[Location labeling records]
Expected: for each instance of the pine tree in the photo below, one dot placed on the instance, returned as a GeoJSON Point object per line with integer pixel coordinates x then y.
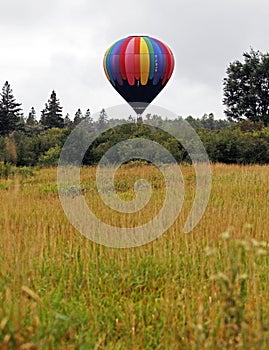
{"type": "Point", "coordinates": [51, 116]}
{"type": "Point", "coordinates": [88, 117]}
{"type": "Point", "coordinates": [9, 110]}
{"type": "Point", "coordinates": [78, 117]}
{"type": "Point", "coordinates": [67, 121]}
{"type": "Point", "coordinates": [103, 118]}
{"type": "Point", "coordinates": [31, 120]}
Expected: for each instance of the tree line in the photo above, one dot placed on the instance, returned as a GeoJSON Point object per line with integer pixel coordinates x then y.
{"type": "Point", "coordinates": [241, 138]}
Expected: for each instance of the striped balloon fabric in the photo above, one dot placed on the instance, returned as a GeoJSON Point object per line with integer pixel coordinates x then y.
{"type": "Point", "coordinates": [139, 67]}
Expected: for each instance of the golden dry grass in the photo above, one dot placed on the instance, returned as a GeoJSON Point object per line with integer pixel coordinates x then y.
{"type": "Point", "coordinates": [204, 290]}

OBJECTIVE> Rewrite all of the material above, replacing "one dot" with "a single dot" and changing nothing else. Omit the pictures from your answer.

WRITTEN RESPONSE>
Expected: for each instance of the pine tree in the photo below, a single dot placed on the instance, returned as a GeoJSON Point object per line with integer pixel coordinates x then y.
{"type": "Point", "coordinates": [51, 116]}
{"type": "Point", "coordinates": [88, 117]}
{"type": "Point", "coordinates": [9, 110]}
{"type": "Point", "coordinates": [78, 117]}
{"type": "Point", "coordinates": [67, 121]}
{"type": "Point", "coordinates": [103, 118]}
{"type": "Point", "coordinates": [31, 120]}
Expected: for each instance of the tree line in the photo above, a single dot placed on the instance, returned as a GeoJSON Point object per line with integer pixel coordinates x then y.
{"type": "Point", "coordinates": [241, 138]}
Expected: for each instance of the striped balloon fabric in the photo above, a single dot placed on the instance, returned as a GeoJSON Point object per line with integer pixel coordinates x then y.
{"type": "Point", "coordinates": [139, 67]}
Expected: for each instance of the golden dry grass in the photo above, a single dot placed on the instance, returned as a GeoJSON Point object per line with integer pixel coordinates x then y.
{"type": "Point", "coordinates": [204, 290]}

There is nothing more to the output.